STRATFORD, Conn.--In all literature there exists no more famous, more popular or more influential a love story than Shakespeare's Romeo and Juliet. And if one extends the field to music, only Wagner's Tristan and Isolde can rival it.

Yet for all the play's reputation I have to admit that I can't share the general enthusiasm for it as a stage vehicle. Shakespeare was still an immature playwright when he wrote it, and the quality of the result soars and plunges like a fever chart. Much of the work is too artificial, much of the punning too protracted, much of the diction rhetorically overwrought.

Shakespeare was repeatedly showing off. There are numerous setpieces that, while lovely poetry in themselves, impede the dramatic flow. And he imposes on his dialogue a number of traditional forms from outside the theater. For instance, the lovers' first meeting is cast in the mold of one complete Elizabethan sonnet and part of a second; their postnuptial parting is a Provencal alba (which the Bard may have known through Chaucer's Canterbury Tales and which reaches its peak of effectiveness in the second act of the aforementioned Tristan); Juliet declaims a Classical epithalamium; and Paris delivers an elegy.

▸ **Information shown**
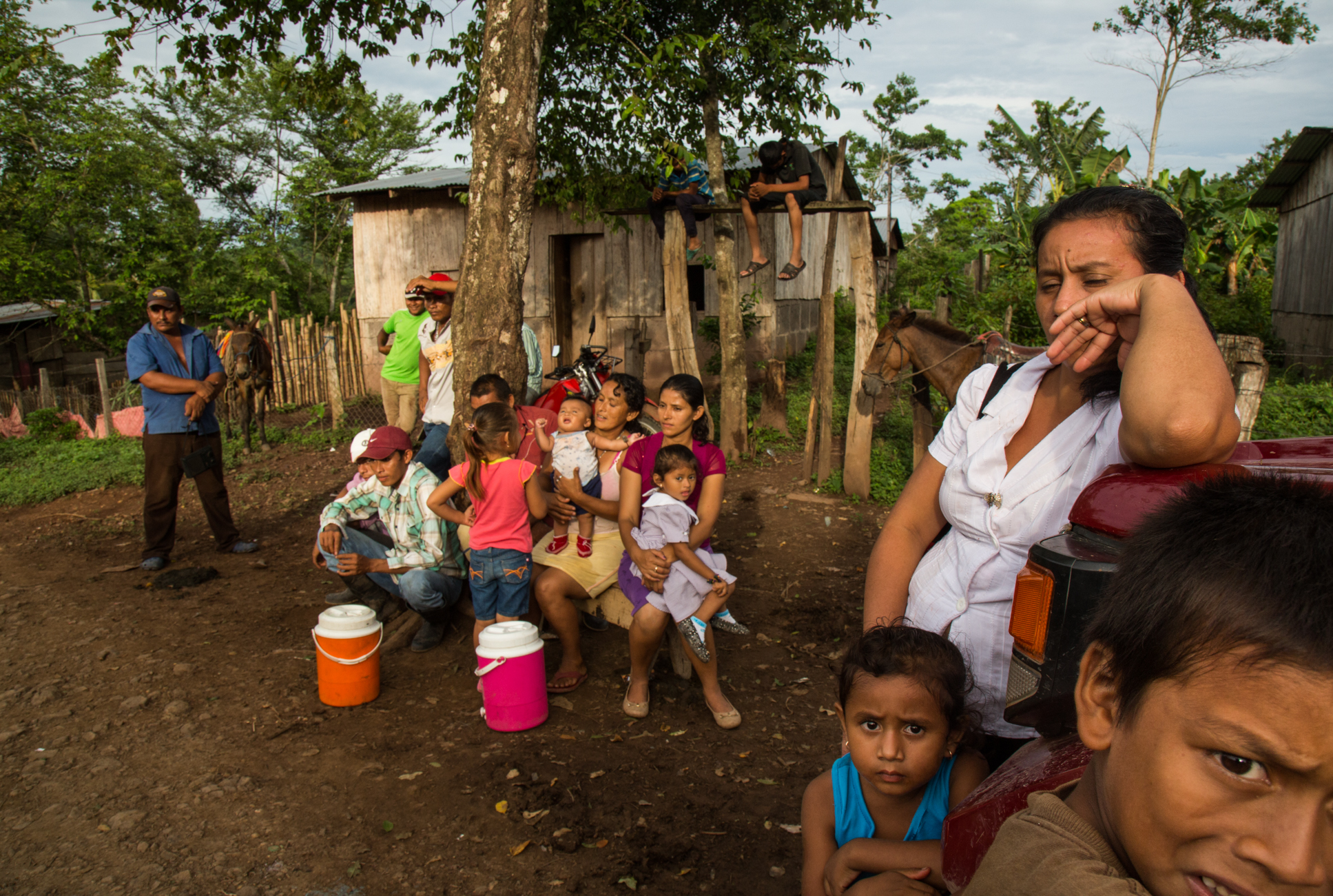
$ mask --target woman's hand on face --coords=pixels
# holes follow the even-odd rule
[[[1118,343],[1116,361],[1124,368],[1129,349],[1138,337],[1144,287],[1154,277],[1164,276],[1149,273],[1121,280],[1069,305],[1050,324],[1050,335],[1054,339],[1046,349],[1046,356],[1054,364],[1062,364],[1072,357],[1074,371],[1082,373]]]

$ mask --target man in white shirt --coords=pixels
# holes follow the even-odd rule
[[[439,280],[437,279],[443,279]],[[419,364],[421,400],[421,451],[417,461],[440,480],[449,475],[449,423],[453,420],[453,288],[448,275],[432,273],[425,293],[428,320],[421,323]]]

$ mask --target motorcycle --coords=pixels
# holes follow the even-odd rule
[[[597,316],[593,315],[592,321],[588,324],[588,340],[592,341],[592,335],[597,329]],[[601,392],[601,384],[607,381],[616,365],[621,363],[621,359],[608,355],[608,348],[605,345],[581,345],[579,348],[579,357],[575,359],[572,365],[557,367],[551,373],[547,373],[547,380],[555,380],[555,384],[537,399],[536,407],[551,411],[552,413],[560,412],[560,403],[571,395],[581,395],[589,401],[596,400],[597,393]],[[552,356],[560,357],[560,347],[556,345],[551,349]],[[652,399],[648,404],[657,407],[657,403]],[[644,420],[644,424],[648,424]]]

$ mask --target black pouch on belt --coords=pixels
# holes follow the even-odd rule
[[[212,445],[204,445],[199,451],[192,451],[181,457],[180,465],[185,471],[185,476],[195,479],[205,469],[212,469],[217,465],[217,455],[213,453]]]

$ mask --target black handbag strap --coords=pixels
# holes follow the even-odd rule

▸ **Required actions**
(A) In the review, which musical work is named as the only rival to Romeo and Juliet as a love story?
(B) Rewrite the paragraph of the review that begins "Shakespeare was repeatedly showing off" as a short bulleted list that keeps its main facts.
The rows are not needed for this work.

▸ **Answers given**
(A) Wagner's Tristan and Isolde.

(B)
- Shakespeare was repeatedly showing off.
- Many set pieces are lovely poetry but impede the dramatic flow.
- He imposes traditional forms from outside the theater on the dialogue:
  - The lovers' first meeting is one complete Elizabethan sonnet and part of a second.
  - Their postnuptial parting is a Provencal alba, which he may have known through Chaucer's Canterbury Tales.
  - Juliet declaims a Classical epithalamium.
  - Paris delivers an elegy.